麻雀について悩み始めた子供「誠司」とその友人「まさし」と『父親』の会話。

第15章「目無し」

まさし 「さて、いよいよ最終半荘です」

誠司 「条件は??」

 『渋川とトップラスで91700点差だよ』

誠司 「ひえぇぇぇ〜。無理じゃん!」

 『決定戦の最終半荘という特殊な場所以外では無理だろうね』

まさし 「まだワンチャンスあると?」

 『あるかもね。てか狙うよ!』

まさし 「木原起親でした。テンパイすらせずあっさり落ちました」

誠司 「ダメだこりゃ・・・」

まさし 「次局金8000オール炸裂!更に金、加点して7万点!!」

誠司 「でも、金も条件が厳しいね。渋川をラスにした上で、さらにこの後7万点差つけなきゃだもの。1番近くて仲林だもんね。ここでもトップラス4万点くらいが必要」

まさし 「まだまだ渋川余裕でしょう。さて東4局仲林の親、木原1000−2000ツモってますが、和了り拒否?」

 『仲林がリーチだからね。こんなの和了っても渋川が喜ぶだけじゃん』

誠司 「和了らないのにゼンツなの?じゃあなんで仕掛けたの?」

 『仲林がテンパイするとは限らないでしょ?渋川の和了り阻止に備えただけだよ』

まさし 「その後仲林が加点、木原マンガンツモで南1局、さあ木原最後の親です」

=======

• 課題の目的
本文抜粋の記述に基づき、次の問いに答えてください。
(a) 最終半荘の条件として、渋川とのトップラスで何点差が必要とされていますか。
(b) 金は8000オールの後にさらに加点して、何点に達しましたか。
(c) 南1局は、誰にとって最後の親ですか。
この後に示す行は、上記の本文抜粋とは別個の資料です。

• 提供資料

=======

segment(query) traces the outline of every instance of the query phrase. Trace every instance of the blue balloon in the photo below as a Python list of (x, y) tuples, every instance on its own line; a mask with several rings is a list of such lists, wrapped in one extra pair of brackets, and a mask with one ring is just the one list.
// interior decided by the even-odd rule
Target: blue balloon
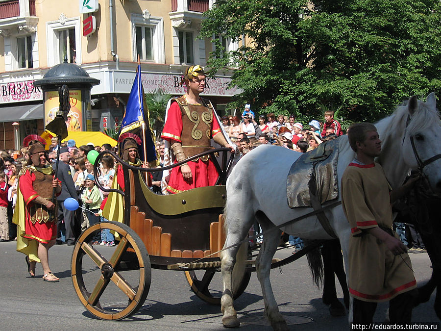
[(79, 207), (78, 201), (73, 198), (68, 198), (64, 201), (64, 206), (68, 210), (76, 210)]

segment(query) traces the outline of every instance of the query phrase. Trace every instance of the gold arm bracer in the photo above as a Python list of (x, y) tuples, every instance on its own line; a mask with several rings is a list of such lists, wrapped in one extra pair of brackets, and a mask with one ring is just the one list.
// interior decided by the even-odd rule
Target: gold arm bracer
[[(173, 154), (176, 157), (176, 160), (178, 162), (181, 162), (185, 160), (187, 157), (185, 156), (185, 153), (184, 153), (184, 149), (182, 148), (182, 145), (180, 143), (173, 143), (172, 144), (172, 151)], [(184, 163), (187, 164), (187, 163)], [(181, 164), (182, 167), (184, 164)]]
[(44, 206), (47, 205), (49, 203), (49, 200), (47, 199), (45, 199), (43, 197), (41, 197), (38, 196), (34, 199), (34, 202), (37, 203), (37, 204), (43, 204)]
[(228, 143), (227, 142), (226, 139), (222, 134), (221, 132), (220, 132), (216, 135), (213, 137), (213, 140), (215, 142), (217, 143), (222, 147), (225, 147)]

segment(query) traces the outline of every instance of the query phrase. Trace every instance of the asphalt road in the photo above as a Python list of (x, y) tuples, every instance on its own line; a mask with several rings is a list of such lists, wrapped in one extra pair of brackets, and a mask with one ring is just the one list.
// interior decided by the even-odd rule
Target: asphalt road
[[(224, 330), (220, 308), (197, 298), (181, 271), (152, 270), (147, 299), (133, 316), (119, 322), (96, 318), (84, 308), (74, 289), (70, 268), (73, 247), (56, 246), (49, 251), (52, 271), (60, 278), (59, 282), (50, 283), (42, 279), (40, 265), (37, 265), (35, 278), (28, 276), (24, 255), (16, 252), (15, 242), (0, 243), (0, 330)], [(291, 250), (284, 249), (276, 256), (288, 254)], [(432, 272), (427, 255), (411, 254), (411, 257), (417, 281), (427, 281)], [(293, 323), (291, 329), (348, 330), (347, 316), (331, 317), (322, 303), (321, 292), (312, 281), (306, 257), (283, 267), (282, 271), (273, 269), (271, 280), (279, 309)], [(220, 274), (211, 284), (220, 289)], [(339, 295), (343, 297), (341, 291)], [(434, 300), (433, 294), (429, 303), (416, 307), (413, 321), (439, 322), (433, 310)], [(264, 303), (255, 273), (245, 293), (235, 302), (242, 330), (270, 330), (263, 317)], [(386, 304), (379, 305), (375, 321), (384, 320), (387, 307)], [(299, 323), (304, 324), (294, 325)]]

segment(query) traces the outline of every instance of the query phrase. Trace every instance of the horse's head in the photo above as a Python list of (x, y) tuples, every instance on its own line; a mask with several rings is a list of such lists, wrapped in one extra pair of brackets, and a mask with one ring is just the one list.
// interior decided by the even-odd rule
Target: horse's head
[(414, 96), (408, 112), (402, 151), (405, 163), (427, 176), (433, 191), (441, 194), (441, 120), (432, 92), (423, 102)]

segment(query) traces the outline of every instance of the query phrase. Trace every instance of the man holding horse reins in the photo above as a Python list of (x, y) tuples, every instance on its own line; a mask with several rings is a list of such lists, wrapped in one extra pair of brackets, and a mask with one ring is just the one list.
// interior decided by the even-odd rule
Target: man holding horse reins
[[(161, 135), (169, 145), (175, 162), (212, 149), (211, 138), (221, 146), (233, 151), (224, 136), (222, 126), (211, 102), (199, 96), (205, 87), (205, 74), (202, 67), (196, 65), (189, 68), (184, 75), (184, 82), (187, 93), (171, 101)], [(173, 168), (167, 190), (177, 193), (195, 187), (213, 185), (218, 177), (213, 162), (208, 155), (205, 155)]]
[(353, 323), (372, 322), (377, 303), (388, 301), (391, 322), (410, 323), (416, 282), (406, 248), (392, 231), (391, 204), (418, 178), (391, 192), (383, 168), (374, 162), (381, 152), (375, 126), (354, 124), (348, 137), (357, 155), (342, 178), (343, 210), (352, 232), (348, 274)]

=======

• 課題の解答
(a) 91700点差です。
(b) 7万点です。
(c) 木原です。